** START OF INFORMATION SHOWN **

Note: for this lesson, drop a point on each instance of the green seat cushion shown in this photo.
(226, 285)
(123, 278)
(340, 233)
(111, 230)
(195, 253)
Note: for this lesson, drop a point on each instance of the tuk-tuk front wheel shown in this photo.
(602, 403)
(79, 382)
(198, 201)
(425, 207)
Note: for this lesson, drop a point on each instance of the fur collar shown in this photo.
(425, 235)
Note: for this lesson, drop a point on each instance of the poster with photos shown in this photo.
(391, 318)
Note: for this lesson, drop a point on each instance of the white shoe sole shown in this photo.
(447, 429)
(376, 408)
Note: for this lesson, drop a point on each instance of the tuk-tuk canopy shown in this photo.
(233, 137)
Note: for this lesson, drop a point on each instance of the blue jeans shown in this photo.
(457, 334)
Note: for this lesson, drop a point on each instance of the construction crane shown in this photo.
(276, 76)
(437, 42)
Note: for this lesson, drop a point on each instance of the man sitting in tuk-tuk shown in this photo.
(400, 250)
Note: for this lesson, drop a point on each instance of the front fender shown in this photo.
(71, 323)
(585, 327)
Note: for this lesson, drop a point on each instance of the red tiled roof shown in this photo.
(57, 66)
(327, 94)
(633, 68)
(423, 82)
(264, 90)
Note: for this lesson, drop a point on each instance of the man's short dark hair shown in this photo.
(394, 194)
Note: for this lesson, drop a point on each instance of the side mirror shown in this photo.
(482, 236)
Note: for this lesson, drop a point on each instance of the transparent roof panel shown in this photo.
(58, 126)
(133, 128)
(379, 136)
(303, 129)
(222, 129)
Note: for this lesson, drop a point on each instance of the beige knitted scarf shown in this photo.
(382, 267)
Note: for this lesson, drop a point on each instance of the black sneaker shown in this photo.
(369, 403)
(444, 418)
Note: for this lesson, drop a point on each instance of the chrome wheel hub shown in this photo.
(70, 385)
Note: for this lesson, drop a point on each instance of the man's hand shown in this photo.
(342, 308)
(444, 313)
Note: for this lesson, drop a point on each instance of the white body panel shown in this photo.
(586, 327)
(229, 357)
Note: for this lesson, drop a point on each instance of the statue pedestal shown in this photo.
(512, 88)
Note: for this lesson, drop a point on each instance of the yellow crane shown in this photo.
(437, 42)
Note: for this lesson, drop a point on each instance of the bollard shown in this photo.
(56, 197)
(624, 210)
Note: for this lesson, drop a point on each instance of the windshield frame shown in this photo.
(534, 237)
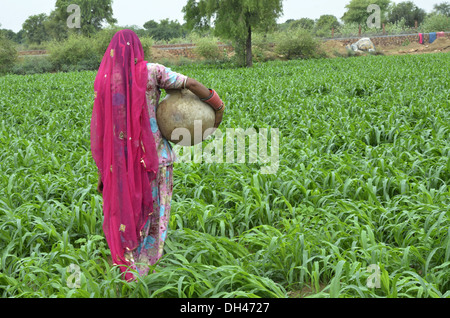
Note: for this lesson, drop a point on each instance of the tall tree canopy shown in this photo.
(34, 28)
(407, 10)
(234, 19)
(357, 10)
(93, 14)
(442, 8)
(164, 30)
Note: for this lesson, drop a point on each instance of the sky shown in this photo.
(136, 12)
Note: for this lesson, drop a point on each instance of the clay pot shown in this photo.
(184, 119)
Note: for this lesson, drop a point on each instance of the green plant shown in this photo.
(436, 23)
(75, 51)
(8, 54)
(296, 44)
(33, 65)
(363, 182)
(208, 49)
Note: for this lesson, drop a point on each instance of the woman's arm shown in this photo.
(203, 92)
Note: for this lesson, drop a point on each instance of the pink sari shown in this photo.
(123, 146)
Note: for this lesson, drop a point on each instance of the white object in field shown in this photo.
(184, 119)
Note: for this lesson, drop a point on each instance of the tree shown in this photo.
(357, 10)
(325, 24)
(34, 28)
(234, 19)
(164, 30)
(8, 54)
(442, 8)
(303, 23)
(93, 14)
(406, 10)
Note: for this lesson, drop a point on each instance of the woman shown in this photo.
(135, 162)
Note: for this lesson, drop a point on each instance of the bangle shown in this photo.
(214, 101)
(209, 97)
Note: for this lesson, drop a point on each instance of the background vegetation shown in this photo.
(363, 179)
(81, 49)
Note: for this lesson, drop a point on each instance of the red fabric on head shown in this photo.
(122, 144)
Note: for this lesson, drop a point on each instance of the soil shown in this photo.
(337, 49)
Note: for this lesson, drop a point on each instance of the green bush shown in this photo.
(208, 49)
(295, 44)
(79, 53)
(33, 65)
(436, 23)
(8, 55)
(75, 51)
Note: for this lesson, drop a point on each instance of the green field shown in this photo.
(363, 180)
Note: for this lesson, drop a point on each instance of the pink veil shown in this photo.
(122, 144)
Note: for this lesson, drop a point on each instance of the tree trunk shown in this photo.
(248, 48)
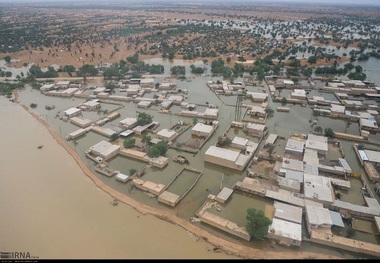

** END OF INFORMATION SHOWN **

• TASK TO COMPLETE: Render every line of the rows above as a JSON list of strings, with one string per line and no blank lines. Leave the pictures out.

• THE RESPONSE:
[
  "Note: for this lesson, drop a point on each instance of the green seat cushion shown in this photo.",
  "(226, 285)",
  "(123, 278)",
  "(340, 233)",
  "(111, 230)",
  "(195, 253)",
  "Note: for this lesson, drop a point on each instance of the tuk-tuk front wheel shown in this photo.",
  "(602, 403)",
  "(79, 382)",
  "(198, 201)",
  "(425, 207)",
  "Note: for this lesson, drop a point on each instance of the fur collar shown in this photo.",
  "(425, 235)",
  "Note: for this lesson, drop a point on each instance of the poster with photos shown in this photo.",
  "(391, 318)",
  "Note: for this lesson, drop a point on each instance of the white shoe sole shown in this photo.",
  "(447, 429)",
  "(376, 408)",
  "Note: for this lesson, drop a point on each instance of the tuk-tuk canopy shown in this photo.",
  "(233, 137)",
  "Note: for this lesson, drop a point on each instance of the blue jeans shown in this photo.",
  "(457, 334)",
  "Note: for this lesson, drop a point on each instance of the construction crane shown in this photo.",
  "(276, 76)",
  "(437, 42)",
  "Note: for this lesson, drop a point on each instance of the man sitting in tuk-tuk shown in this photo.",
  "(400, 250)",
  "Note: for this lesson, drop a point on each instance of the front fender shown in this photo.",
  "(71, 323)",
  "(585, 327)",
  "Note: for this lesson, drop a point on each instance of the red tiled roof shown in this photo.",
  "(57, 66)",
  "(327, 94)",
  "(633, 68)",
  "(423, 82)",
  "(264, 90)",
  "Note: for this lesson, drop a point on each instance of the man's short dark hair shown in this photo.",
  "(394, 194)",
  "Note: for this lesson, drop a point on each instance of the side mirror shown in this photo.",
  "(482, 236)",
  "Note: for this lesson, drop a point on each instance of the transparent roof panel shown in this photo.",
  "(58, 126)",
  "(133, 128)",
  "(379, 136)",
  "(303, 129)",
  "(222, 129)",
  "Note: for this lesson, drop a point on each instance of the beige knitted scarf shown in this photo.",
  "(382, 267)",
  "Note: for this lesson, drop a point on each instance of the black sneaker shown in this photo.",
  "(369, 403)",
  "(444, 418)",
  "Note: for this lesson, drop a point on each instance of the chrome wheel hub shown in this photo.",
  "(70, 385)",
  "Note: for this lesson, drop a point on each instance of the man's hand shown in this photo.",
  "(342, 308)",
  "(444, 313)",
  "Note: for this lesson, drop a point on each instance of the white body panel shown in this photo.",
  "(586, 327)",
  "(229, 357)",
  "Note: for this lesson, drop a point on each instance of the statue pedestal shown in this photo.",
  "(512, 88)",
  "Note: for this lesson, drop a point on each instance of the yellow crane shown in this photo.",
  "(437, 42)",
  "Note: for this lesson, drop a point on each instance of the bollard shown in this photo.",
  "(56, 197)",
  "(624, 210)",
  "Note: for this lesson, drop a point on each instance of the windshield frame shown in this photo.",
  "(534, 237)",
  "Note: for this lesson, drop a point on each instance of the tall tree canopy shown in this photo.",
  "(34, 28)",
  "(407, 10)",
  "(234, 19)",
  "(357, 10)",
  "(93, 14)",
  "(442, 8)",
  "(164, 30)",
  "Note: for this lesson, drop a point on each instance of the sky shown in this photo.",
  "(136, 12)",
  "Note: for this lesson, drop a point on each instance of the clay pot shown in this photo.",
  "(184, 119)",
  "Note: for this lesson, drop a point on each instance of the green plant shown in this photo.",
  "(436, 23)",
  "(75, 51)",
  "(8, 54)",
  "(296, 44)",
  "(33, 65)",
  "(363, 182)",
  "(208, 49)",
  "Note: for this lesson, drop a point on each instance of the woman's arm shown in this photo.",
  "(203, 92)",
  "Note: for this lesson, drop a point on each instance of the pink sari shown in this photo.",
  "(123, 146)",
  "Note: for this lesson, drop a point on each instance of the white object in field shown in this photo.",
  "(184, 119)",
  "Note: for this lesson, drop a point on each instance of the tree shown in this photo.",
  "(357, 10)",
  "(325, 24)",
  "(34, 28)",
  "(234, 19)",
  "(164, 30)",
  "(8, 54)",
  "(442, 8)",
  "(303, 23)",
  "(93, 14)",
  "(406, 10)",
  "Note: for this lesson, drop a point on each instance of the woman shown in this photo.",
  "(135, 162)",
  "Note: for this lesson, drop a point on each instance of the bangle shown in this photo.",
  "(214, 101)",
  "(209, 97)",
  "Note: for this lesson, drop a point on each instance of the background vegetation shown in this photo.",
  "(363, 179)",
  "(81, 49)",
  "Note: for this lesson, drop a point on each instance of the red fabric on head shown in this photo.",
  "(122, 144)",
  "Note: for this lesson, drop a point on each instance of the soil shown in this photo.",
  "(337, 49)",
  "Note: for this lesson, drop a point on each instance of the green bush shown in this photo.",
  "(208, 49)",
  "(295, 44)",
  "(79, 53)",
  "(33, 65)",
  "(436, 23)",
  "(8, 55)",
  "(75, 51)",
  "Note: for this lesson, drop a point on each instance of the green field shown in this photo.",
  "(363, 180)",
  "Note: for this lesson, drop a point on each instance of the pink veil shown in this photo.",
  "(122, 144)",
  "Note: for this lesson, drop a point on each instance of the tree trunk shown in this photo.",
  "(248, 48)"
]